Go to the line in the data below that contains "Where can you spot the white door". Write it out exactly, along with every later line through the last, and nothing else.
** Opening Entries provided block **
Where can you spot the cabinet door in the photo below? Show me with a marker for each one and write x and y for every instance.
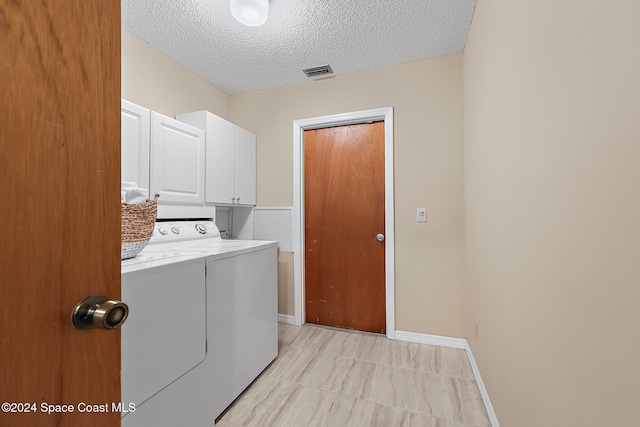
(135, 144)
(245, 167)
(220, 159)
(177, 161)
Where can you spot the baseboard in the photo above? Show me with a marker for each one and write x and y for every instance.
(439, 340)
(285, 318)
(483, 390)
(462, 344)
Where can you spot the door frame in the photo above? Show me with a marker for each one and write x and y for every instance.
(358, 117)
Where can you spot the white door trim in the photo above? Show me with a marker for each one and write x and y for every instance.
(299, 126)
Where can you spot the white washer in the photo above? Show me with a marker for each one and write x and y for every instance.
(241, 323)
(165, 333)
** Closing Entries provided block **
Final answer:
Where can you spot the white door trim in the photo above? Show me with a marker for each one and write x and y for every instance.
(299, 126)
Where can you spot the white washer in the photo above? Show me with a marker for each one and write x and y for every instance.
(241, 323)
(165, 333)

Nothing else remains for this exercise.